* _The task_
Copy the records below word for word, starting at the line that contains "Would you kindly indicate the stainless" and ending at the line that contains "column 384, row 184".

* _Dataset records_
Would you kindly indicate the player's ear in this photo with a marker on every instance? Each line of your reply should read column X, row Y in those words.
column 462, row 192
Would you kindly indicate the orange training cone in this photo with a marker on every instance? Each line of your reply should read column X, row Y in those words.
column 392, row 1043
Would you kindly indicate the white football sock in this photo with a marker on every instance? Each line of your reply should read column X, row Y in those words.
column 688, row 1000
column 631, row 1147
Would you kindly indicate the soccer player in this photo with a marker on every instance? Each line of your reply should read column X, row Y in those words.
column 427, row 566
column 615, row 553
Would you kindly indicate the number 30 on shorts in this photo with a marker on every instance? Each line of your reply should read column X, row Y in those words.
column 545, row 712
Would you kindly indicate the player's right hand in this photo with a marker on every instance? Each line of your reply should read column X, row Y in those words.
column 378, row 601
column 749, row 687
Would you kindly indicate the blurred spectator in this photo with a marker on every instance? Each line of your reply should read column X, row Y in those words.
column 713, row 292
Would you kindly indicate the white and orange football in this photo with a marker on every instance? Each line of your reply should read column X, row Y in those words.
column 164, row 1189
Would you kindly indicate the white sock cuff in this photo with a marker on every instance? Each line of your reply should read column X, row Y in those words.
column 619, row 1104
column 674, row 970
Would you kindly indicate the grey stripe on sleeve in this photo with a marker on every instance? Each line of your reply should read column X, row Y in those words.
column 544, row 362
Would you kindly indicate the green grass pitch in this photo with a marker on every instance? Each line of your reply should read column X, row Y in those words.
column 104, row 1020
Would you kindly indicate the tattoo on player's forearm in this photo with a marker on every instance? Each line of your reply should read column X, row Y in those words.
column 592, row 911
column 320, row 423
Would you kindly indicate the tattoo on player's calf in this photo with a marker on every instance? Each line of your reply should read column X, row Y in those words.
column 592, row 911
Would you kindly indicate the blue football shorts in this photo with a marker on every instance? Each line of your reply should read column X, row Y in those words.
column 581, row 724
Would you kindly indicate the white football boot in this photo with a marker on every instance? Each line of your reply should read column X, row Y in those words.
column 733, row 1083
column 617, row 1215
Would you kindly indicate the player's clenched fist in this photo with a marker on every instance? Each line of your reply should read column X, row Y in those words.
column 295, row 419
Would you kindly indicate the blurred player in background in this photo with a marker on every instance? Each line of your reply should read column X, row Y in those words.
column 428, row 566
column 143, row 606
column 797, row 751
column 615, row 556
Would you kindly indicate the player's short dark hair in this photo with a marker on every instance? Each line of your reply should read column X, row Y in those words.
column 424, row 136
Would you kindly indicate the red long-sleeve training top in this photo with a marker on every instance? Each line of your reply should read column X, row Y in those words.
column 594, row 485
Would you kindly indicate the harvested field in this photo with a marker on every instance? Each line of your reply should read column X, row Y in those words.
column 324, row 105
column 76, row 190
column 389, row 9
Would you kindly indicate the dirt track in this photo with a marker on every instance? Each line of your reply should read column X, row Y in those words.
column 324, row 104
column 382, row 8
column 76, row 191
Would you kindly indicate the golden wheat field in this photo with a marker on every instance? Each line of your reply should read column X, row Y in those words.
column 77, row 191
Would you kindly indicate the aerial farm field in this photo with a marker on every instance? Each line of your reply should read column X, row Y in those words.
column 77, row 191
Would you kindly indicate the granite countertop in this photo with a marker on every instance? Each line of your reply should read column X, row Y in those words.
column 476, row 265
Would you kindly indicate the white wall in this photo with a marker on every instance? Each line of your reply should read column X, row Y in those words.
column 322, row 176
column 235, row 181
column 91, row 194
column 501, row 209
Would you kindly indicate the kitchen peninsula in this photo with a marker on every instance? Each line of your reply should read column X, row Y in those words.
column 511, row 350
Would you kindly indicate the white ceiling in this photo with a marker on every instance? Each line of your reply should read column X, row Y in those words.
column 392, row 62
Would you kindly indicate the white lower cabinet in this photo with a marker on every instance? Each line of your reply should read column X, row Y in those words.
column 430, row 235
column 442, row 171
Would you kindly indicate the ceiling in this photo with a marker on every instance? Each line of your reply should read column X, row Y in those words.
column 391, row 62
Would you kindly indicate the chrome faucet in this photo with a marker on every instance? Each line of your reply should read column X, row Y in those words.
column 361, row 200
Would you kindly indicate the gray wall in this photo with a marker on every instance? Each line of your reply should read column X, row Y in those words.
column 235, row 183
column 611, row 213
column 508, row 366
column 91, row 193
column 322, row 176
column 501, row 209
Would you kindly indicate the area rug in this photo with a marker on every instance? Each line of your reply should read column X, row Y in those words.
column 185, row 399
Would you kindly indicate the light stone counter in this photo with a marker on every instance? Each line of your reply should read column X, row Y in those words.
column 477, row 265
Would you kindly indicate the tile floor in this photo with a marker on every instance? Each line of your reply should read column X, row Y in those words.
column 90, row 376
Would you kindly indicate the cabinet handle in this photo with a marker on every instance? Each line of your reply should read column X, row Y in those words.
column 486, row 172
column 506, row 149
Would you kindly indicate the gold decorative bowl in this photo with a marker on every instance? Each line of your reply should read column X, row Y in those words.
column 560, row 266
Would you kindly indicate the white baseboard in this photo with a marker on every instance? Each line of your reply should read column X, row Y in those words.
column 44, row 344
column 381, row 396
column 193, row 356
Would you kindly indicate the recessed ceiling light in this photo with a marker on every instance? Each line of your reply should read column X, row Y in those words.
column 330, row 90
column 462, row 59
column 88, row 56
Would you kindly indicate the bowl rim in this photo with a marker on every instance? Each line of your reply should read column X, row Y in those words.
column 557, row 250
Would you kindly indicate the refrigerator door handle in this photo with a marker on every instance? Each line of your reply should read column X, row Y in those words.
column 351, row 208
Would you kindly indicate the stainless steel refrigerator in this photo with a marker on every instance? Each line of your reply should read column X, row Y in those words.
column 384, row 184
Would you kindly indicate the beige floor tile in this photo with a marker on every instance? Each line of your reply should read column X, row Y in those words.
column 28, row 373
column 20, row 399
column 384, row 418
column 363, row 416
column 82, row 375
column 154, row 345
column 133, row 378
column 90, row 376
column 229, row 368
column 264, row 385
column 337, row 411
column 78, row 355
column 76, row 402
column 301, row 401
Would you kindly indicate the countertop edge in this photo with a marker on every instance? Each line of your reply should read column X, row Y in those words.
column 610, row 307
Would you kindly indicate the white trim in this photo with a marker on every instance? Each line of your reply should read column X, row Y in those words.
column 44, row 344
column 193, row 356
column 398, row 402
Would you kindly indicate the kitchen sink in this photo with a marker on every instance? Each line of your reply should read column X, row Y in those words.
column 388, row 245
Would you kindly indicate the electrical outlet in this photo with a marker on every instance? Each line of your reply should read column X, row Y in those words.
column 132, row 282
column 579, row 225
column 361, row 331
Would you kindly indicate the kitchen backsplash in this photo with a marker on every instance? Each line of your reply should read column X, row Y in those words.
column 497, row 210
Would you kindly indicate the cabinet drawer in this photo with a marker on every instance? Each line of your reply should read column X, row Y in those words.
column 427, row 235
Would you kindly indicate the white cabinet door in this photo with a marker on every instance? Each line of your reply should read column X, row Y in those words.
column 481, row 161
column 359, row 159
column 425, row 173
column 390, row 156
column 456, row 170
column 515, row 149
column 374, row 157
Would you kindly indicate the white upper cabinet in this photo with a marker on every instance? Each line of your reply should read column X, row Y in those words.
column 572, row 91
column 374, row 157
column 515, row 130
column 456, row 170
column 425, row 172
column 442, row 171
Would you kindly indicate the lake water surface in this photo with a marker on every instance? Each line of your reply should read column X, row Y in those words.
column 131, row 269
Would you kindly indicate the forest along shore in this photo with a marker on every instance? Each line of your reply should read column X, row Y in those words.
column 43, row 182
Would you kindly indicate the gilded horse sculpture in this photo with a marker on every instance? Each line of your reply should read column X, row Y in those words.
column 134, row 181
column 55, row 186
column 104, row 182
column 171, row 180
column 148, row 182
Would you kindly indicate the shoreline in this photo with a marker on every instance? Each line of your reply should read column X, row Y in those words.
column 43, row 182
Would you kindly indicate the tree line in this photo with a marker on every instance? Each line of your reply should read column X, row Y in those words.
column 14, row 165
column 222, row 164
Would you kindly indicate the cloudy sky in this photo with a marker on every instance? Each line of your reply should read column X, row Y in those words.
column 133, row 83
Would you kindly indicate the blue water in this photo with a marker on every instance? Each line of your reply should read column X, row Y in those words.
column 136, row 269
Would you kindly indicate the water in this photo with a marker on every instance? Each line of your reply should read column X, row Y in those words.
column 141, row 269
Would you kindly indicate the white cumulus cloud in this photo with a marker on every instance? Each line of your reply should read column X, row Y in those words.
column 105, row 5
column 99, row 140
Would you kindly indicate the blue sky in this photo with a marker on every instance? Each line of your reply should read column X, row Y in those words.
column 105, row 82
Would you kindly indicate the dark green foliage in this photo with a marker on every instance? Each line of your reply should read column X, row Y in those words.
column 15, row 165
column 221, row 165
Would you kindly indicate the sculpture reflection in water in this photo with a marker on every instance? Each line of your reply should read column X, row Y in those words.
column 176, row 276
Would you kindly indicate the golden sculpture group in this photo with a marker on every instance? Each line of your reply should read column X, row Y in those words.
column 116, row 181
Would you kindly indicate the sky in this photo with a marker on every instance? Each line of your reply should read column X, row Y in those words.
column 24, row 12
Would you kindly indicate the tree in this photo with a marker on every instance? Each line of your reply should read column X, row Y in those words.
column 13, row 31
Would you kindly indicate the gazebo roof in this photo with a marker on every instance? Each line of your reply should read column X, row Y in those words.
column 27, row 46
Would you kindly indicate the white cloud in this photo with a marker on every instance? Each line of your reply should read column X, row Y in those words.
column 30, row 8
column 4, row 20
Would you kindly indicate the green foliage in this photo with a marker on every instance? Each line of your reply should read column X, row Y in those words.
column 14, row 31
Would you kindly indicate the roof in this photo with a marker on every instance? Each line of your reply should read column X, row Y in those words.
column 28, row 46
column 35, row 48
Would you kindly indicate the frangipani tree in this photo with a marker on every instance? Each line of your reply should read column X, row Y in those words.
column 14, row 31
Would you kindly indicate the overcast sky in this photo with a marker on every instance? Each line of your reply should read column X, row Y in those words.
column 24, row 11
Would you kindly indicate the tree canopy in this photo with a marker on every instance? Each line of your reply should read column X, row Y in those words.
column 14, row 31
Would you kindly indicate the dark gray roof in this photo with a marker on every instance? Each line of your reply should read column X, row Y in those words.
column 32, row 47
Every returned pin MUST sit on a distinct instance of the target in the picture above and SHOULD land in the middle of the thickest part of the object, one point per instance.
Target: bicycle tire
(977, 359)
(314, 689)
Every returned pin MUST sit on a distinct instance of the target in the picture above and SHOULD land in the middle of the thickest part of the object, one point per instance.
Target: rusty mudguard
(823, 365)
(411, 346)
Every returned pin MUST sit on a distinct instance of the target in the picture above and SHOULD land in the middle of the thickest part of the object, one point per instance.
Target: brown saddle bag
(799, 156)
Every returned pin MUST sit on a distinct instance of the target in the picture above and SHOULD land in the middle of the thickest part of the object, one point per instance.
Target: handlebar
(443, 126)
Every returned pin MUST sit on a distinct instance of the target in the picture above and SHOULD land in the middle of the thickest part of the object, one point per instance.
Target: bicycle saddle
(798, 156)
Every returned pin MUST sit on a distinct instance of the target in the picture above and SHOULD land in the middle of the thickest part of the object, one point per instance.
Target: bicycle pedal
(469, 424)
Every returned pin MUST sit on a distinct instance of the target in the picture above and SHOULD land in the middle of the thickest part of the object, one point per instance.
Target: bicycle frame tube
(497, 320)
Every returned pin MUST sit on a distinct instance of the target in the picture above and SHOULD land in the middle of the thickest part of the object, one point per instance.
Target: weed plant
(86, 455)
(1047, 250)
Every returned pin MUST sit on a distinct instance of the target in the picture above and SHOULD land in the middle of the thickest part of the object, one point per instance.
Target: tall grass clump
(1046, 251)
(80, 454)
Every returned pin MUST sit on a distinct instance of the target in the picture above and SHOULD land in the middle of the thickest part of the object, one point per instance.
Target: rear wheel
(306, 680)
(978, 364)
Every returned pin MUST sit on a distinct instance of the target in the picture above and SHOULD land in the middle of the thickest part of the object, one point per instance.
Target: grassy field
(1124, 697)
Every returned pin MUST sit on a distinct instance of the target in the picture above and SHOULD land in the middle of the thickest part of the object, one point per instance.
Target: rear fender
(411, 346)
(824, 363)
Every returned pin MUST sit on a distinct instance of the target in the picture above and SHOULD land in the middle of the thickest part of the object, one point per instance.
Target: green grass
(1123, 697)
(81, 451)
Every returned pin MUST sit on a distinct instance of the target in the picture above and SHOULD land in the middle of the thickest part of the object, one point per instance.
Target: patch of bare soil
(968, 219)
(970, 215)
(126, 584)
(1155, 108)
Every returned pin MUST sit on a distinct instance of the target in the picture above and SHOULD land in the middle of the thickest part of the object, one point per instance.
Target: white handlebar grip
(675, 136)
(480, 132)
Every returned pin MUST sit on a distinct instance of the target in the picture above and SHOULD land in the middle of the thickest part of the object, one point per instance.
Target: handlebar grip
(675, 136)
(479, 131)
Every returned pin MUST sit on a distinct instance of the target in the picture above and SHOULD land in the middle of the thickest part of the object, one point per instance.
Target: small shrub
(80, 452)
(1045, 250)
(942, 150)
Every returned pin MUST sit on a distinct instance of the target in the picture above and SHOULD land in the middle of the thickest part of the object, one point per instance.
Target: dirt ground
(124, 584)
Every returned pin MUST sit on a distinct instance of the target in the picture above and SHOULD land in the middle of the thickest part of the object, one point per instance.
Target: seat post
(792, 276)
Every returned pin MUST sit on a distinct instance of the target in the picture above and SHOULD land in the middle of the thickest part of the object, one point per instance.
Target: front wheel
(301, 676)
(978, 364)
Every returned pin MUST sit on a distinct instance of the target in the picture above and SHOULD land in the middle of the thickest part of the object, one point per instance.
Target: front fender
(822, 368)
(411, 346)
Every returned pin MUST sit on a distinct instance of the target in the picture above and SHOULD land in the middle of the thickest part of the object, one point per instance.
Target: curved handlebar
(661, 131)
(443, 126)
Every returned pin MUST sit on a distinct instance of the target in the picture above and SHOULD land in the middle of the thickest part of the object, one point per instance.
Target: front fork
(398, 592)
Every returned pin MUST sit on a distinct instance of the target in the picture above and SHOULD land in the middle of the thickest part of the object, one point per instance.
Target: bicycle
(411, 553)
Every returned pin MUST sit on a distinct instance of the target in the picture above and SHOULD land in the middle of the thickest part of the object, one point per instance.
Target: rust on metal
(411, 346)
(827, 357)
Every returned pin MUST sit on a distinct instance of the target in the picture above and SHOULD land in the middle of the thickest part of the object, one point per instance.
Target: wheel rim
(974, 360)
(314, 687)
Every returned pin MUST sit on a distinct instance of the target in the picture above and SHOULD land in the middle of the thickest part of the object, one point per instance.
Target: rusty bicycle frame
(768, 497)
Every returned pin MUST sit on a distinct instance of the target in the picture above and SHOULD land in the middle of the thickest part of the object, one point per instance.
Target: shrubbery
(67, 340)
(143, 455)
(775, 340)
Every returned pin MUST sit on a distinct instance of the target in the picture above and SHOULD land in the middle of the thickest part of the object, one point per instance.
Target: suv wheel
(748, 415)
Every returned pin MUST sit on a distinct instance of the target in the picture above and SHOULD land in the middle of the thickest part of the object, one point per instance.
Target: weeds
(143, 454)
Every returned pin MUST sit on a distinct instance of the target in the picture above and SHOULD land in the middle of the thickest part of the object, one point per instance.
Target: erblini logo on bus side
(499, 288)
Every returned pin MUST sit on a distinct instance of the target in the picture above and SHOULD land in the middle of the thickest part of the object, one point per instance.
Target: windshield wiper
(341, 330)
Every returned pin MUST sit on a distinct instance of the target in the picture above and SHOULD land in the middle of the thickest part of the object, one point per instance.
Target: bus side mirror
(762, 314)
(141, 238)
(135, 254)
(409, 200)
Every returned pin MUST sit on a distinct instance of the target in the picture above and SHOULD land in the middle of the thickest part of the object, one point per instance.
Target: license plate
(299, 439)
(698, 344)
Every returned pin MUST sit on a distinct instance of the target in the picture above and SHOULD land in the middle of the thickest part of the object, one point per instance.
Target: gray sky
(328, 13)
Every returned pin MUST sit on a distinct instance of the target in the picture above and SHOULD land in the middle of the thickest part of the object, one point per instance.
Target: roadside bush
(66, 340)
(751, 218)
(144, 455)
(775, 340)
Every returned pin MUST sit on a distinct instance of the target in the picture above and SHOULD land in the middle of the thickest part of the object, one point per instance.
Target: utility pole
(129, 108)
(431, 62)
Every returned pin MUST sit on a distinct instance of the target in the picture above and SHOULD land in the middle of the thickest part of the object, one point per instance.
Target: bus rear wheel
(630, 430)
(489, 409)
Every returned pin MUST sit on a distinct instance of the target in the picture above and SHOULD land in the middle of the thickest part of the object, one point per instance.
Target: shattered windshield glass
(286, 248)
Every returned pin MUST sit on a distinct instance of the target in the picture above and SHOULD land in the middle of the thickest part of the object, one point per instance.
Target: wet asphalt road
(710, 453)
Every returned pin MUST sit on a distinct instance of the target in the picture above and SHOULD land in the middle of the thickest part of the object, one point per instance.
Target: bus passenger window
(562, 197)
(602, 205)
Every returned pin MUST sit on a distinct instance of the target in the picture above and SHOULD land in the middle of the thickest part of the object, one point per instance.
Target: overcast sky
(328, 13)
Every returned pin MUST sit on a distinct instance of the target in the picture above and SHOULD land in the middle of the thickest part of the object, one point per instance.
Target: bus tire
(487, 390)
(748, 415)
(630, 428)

* _Response_
Would you kindly indicate the stainless steel refrigerator in this photo with a marker on every instance? Each line of your reply should read column X, row Y in those words.
column 384, row 184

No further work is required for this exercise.